• Directions
Please edit the listing from its first line through the line containing "[[[68,367],[202,461],[238,259]]]", replacing "even-odd" with "nonzero" and changing nothing else. Return only those lines.
-- Start of Task inputs --
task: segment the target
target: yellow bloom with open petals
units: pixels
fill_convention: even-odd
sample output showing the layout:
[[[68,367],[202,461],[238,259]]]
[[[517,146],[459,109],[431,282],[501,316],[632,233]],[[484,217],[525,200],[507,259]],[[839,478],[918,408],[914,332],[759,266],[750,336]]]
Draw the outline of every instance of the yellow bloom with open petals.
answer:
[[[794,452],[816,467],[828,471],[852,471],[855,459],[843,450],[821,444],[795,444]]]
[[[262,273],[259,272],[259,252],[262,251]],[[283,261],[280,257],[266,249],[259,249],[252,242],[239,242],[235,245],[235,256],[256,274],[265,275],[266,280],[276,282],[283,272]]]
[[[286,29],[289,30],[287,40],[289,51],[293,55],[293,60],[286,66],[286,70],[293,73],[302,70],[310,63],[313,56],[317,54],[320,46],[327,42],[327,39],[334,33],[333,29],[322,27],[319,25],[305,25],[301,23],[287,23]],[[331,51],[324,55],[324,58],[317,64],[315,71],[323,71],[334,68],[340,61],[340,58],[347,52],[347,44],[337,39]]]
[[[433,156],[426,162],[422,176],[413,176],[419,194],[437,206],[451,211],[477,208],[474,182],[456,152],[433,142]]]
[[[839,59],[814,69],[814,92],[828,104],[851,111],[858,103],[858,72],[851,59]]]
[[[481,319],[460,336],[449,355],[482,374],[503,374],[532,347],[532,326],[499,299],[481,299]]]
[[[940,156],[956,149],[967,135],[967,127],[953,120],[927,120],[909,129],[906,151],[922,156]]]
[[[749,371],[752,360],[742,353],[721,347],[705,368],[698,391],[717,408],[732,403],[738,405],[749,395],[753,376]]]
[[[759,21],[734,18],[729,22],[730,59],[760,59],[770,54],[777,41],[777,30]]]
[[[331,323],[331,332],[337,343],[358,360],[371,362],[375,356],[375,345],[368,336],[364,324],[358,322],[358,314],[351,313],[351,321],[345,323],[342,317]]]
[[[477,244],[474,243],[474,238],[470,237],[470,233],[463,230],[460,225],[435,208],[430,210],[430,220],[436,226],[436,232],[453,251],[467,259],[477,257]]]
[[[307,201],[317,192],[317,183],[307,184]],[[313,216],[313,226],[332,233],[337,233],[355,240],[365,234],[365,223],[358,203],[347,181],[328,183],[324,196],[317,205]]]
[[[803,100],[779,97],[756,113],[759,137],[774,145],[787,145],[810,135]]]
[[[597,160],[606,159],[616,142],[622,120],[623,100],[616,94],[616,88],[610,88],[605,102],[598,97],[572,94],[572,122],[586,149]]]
-- End of Task inputs --
• Task response
task: segment the target
target: yellow bloom with open petals
units: pixels
fill_convention: nonzero
sample output showing the layout:
[[[68,367],[202,461],[238,259]]]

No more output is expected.